### WHAT IS REQUIRED
Restate the full set of records exactly, word for word.

[Coordinate labeling data]
* begin *

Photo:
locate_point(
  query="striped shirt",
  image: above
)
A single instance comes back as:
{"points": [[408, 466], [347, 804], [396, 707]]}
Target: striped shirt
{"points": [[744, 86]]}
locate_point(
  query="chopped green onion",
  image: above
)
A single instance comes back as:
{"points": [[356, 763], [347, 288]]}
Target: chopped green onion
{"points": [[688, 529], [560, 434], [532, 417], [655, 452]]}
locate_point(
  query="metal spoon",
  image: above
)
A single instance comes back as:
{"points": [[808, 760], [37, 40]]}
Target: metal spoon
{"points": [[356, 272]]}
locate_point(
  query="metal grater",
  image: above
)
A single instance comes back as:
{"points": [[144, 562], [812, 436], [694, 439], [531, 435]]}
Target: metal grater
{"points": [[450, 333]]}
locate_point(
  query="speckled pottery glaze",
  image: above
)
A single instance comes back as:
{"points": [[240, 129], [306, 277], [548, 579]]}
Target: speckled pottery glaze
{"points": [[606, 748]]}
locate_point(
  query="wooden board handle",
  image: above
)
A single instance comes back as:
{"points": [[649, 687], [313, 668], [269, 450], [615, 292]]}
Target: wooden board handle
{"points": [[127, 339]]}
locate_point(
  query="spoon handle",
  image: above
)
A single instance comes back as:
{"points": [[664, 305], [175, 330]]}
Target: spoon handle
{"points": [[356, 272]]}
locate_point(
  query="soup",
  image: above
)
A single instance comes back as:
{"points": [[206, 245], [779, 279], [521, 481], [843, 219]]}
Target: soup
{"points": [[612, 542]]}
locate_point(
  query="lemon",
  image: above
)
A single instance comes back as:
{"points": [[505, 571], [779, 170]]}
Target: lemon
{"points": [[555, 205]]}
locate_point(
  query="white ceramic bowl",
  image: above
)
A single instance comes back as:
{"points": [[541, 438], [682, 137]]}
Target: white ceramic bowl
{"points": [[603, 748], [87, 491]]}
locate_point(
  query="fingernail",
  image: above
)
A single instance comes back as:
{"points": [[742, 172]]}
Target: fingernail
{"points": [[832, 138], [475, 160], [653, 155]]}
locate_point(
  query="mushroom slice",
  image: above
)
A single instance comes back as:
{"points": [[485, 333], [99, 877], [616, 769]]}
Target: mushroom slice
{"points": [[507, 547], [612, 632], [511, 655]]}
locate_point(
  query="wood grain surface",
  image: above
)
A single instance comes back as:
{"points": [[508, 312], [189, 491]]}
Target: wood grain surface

* end *

### EXPECTED ANSWER
Photo:
locate_point(
  query="striped shirt",
  image: above
)
A single instance comes back as:
{"points": [[408, 466], [347, 804], [396, 707]]}
Target: striped shirt
{"points": [[744, 86]]}
locate_point(
  query="chopped green onion",
  image: above
)
A single instance comes back as:
{"points": [[356, 763], [347, 288]]}
Target: chopped green onion
{"points": [[688, 529], [560, 434], [532, 417], [655, 452]]}
locate_point(
  query="metal spoon",
  image: above
)
A single instance comes back as:
{"points": [[808, 760], [37, 40]]}
Target: metal spoon
{"points": [[356, 272]]}
locate_point(
  query="metal grater",
  image: above
)
A single instance comes back as:
{"points": [[144, 562], [812, 436], [694, 439], [531, 435]]}
Target: metal grater
{"points": [[450, 333]]}
locate_point(
  query="speckled pottery glaze",
  image: above
)
A single instance comes back as:
{"points": [[240, 129], [306, 277], [548, 579]]}
Target: speckled pottery glaze
{"points": [[606, 748]]}
locate_point(
  query="wooden board handle",
  image: above
)
A single instance comes back as:
{"points": [[649, 687], [313, 668], [269, 450], [615, 292]]}
Target: wooden board handle
{"points": [[127, 339]]}
locate_point(
  query="spoon handle",
  image: above
)
A single instance comes back as:
{"points": [[664, 305], [175, 330]]}
Target: spoon handle
{"points": [[356, 272]]}
locate_point(
  query="soup",
  image: above
)
A single instance comes back as:
{"points": [[206, 245], [779, 279], [521, 481], [843, 219]]}
Target: soup
{"points": [[612, 542]]}
locate_point(
  query="lemon",
  image: above
)
A single instance comes back as:
{"points": [[505, 571], [779, 170]]}
Target: lemon
{"points": [[555, 205]]}
locate_point(
  query="white ceramic bowl",
  image: above
)
A single instance comes back as:
{"points": [[541, 438], [682, 137]]}
Target: white ceramic bowl
{"points": [[603, 748], [87, 491]]}
locate_point(
  query="fingernail",
  image: above
)
A single instance comes back as:
{"points": [[742, 172]]}
Target: fingernail
{"points": [[832, 138], [475, 160], [653, 155]]}
locate_point(
  query="mushroom slice",
  image: above
)
A single instance comes back as:
{"points": [[485, 333], [99, 877], [616, 769]]}
Target: mushroom slice
{"points": [[507, 547], [612, 632], [511, 655]]}
locate_point(
  query="wood grain surface",
  image: above
)
A single instance comes back as:
{"points": [[508, 312], [189, 491]]}
Target: wood grain surface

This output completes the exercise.